:: Task statement ::
Restate every entry word for word.

+---+

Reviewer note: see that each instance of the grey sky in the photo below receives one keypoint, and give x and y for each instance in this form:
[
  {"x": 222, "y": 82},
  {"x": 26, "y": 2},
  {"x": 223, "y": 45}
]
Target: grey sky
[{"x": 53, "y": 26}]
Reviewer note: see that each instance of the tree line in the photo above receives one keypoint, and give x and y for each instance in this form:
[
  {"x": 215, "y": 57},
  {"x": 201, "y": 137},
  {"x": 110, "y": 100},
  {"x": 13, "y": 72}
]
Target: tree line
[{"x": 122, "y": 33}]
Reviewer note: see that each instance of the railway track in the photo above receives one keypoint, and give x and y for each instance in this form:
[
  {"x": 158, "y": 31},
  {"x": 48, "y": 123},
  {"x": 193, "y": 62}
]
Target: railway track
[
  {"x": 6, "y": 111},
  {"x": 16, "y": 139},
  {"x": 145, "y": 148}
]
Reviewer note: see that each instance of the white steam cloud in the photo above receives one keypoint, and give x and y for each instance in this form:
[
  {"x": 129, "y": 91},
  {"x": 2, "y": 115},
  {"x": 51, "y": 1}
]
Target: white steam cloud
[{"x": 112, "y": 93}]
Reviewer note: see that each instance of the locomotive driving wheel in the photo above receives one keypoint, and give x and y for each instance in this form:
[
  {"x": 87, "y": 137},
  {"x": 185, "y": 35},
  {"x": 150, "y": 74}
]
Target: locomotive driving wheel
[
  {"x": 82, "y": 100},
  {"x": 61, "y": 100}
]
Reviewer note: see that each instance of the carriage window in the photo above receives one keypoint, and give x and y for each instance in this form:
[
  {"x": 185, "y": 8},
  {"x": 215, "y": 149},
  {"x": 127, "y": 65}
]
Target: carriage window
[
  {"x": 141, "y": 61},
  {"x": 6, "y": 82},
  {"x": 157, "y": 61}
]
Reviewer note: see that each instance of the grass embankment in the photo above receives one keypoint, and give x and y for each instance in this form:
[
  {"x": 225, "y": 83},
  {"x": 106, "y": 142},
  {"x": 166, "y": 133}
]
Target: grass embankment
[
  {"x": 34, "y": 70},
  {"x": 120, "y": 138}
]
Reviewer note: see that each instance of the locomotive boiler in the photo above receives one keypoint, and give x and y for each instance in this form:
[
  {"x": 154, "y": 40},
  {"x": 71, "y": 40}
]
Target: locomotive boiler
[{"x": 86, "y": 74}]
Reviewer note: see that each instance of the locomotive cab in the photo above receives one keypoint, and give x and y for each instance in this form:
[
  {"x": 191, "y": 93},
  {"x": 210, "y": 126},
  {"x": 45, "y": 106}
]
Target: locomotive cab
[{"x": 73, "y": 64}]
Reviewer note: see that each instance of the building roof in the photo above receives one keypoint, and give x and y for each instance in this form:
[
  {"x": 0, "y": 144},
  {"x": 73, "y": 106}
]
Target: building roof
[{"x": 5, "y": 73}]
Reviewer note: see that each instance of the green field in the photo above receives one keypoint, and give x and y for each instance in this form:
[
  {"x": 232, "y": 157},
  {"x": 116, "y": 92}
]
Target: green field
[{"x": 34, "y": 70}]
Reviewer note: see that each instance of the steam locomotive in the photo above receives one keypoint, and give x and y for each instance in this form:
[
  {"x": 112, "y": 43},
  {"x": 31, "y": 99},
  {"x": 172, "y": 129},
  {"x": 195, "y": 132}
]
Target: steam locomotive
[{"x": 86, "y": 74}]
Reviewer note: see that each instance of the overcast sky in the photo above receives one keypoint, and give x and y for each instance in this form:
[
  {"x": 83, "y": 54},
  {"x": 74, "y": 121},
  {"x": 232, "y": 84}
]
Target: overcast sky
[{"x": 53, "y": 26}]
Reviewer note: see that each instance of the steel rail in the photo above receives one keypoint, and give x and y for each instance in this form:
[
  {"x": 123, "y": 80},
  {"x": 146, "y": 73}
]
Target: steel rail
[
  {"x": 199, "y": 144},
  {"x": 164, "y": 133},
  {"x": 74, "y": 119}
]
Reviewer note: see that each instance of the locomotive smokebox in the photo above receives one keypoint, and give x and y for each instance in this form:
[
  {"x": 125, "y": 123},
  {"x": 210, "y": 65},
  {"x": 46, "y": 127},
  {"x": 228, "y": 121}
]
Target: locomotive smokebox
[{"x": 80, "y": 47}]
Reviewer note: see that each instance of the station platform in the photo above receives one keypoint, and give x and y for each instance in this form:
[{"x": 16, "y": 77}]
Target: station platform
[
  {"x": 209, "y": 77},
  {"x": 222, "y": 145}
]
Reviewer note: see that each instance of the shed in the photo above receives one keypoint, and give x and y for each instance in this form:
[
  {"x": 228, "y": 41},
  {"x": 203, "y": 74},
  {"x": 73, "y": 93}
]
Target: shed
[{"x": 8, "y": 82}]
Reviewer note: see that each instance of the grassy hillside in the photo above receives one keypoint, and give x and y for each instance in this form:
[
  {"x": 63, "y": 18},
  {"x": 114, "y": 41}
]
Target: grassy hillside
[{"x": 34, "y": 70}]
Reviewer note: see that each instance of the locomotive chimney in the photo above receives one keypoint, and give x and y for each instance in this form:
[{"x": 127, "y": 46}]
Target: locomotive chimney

+---+

:: Response to the exercise ::
Reviewer note: see that each instance of the grey sky in the photo below receives one keypoint, and give x and y for each instance in this form:
[
  {"x": 222, "y": 82},
  {"x": 26, "y": 2},
  {"x": 223, "y": 45}
]
Target: grey sky
[{"x": 53, "y": 26}]
Reviewer note: see that each instance of the tree line in the photo above receives one keypoint, and give x and y for each instance in this form:
[
  {"x": 215, "y": 57},
  {"x": 201, "y": 137},
  {"x": 110, "y": 100},
  {"x": 13, "y": 72}
]
Target: tree line
[{"x": 122, "y": 33}]
Reviewer note: see that each instance of the railway track in the photo above receives one keypoint, and give x and y for each instance in this form:
[
  {"x": 158, "y": 31},
  {"x": 48, "y": 123},
  {"x": 193, "y": 62}
]
Target: railway track
[
  {"x": 6, "y": 111},
  {"x": 16, "y": 139},
  {"x": 145, "y": 148}
]
Reviewer note: see that each instance of the white steam cloud in the photo above receives one keypoint, and give x and y for each instance in this form:
[
  {"x": 129, "y": 91},
  {"x": 2, "y": 115},
  {"x": 51, "y": 1}
]
Target: white steam cloud
[{"x": 112, "y": 93}]
Reviewer note: see that each instance of the locomotive driving wheel in the photo above receives one keypoint, and give x and y for each instance in this form:
[
  {"x": 87, "y": 137},
  {"x": 185, "y": 35},
  {"x": 150, "y": 74}
]
Target: locomotive driving wheel
[
  {"x": 82, "y": 100},
  {"x": 61, "y": 100}
]
Reviewer note: see that each instance of the carriage window in the photo above receives one keypoint, and give x and y for each instance in this form:
[
  {"x": 185, "y": 8},
  {"x": 215, "y": 149},
  {"x": 127, "y": 65}
]
Target: carriage window
[
  {"x": 141, "y": 61},
  {"x": 6, "y": 82},
  {"x": 157, "y": 61}
]
Reviewer note: see that each instance of the grass embankment in the photo above receives one keypoint, and give x and y for each instance in this form:
[
  {"x": 225, "y": 83},
  {"x": 106, "y": 142},
  {"x": 166, "y": 133}
]
Target: grass embankment
[
  {"x": 34, "y": 70},
  {"x": 120, "y": 138}
]
Reviewer note: see that each instance of the locomotive boiler in the photo above receives one keypoint, and give x and y for each instance in this form:
[
  {"x": 154, "y": 40},
  {"x": 71, "y": 40}
]
Target: locomotive boiler
[{"x": 86, "y": 74}]
Reviewer note: see that each instance of the locomotive cab in the photo above receives one keypoint, and give x and y for each instance in this form:
[
  {"x": 191, "y": 93},
  {"x": 210, "y": 126},
  {"x": 45, "y": 106}
]
Target: locomotive cab
[{"x": 73, "y": 64}]
Reviewer note: see that each instance of the building roof in the photo above receives one keypoint, and give x and y for each instance in this form:
[
  {"x": 0, "y": 144},
  {"x": 73, "y": 106}
]
Target: building roof
[{"x": 5, "y": 73}]
Reviewer note: see that each instance of the green field in the photo above receives one keypoint, and give x and y for each instance in this form:
[
  {"x": 232, "y": 157},
  {"x": 116, "y": 92}
]
Target: green field
[{"x": 34, "y": 70}]
Reviewer note: see that each instance of the steam locomotive in the photo above receives one keypoint, and give x and y for each instance in this form:
[
  {"x": 112, "y": 43},
  {"x": 31, "y": 99},
  {"x": 172, "y": 129},
  {"x": 195, "y": 132}
]
Target: steam locomotive
[{"x": 86, "y": 74}]
Reviewer note: see that each instance of the overcast sky in the photo above receives one keypoint, and give x and y for each instance in this form:
[
  {"x": 83, "y": 54},
  {"x": 74, "y": 121},
  {"x": 232, "y": 84}
]
Target: overcast sky
[{"x": 53, "y": 26}]
Reviewer note: see that each instance of the steel rail in the photo above receives one keypoint, and give x and y for each instance in this form:
[
  {"x": 123, "y": 80},
  {"x": 146, "y": 73}
]
Target: steel rail
[
  {"x": 199, "y": 144},
  {"x": 164, "y": 133},
  {"x": 74, "y": 119}
]
Reviewer note: see that each instance of the locomotive smokebox in the photo above receives one keypoint, and give x and y for each instance in this form:
[
  {"x": 125, "y": 123},
  {"x": 210, "y": 65},
  {"x": 46, "y": 127},
  {"x": 228, "y": 121}
]
Target: locomotive smokebox
[{"x": 80, "y": 47}]
Reviewer note: see that each instance of the station platform in the photo above receives one keypoint, and give x and y for each instance in this form:
[{"x": 16, "y": 77}]
Target: station platform
[
  {"x": 209, "y": 77},
  {"x": 222, "y": 145}
]
Reviewer note: see that each instance of the shed in the photo above receives one keypoint, and give x and y for each instance in this form:
[
  {"x": 228, "y": 41},
  {"x": 203, "y": 74},
  {"x": 73, "y": 93}
]
Target: shed
[{"x": 8, "y": 82}]
Reviewer note: see that each instance of the grassy hillside in the photo above receives one keypoint, and give x and y for each instance in this form:
[
  {"x": 63, "y": 18},
  {"x": 114, "y": 41}
]
Target: grassy hillside
[{"x": 34, "y": 70}]
Reviewer note: see that each instance of the locomotive chimney in the photo above receives one keypoint, and give x and y for each instance in this form:
[{"x": 127, "y": 46}]
Target: locomotive chimney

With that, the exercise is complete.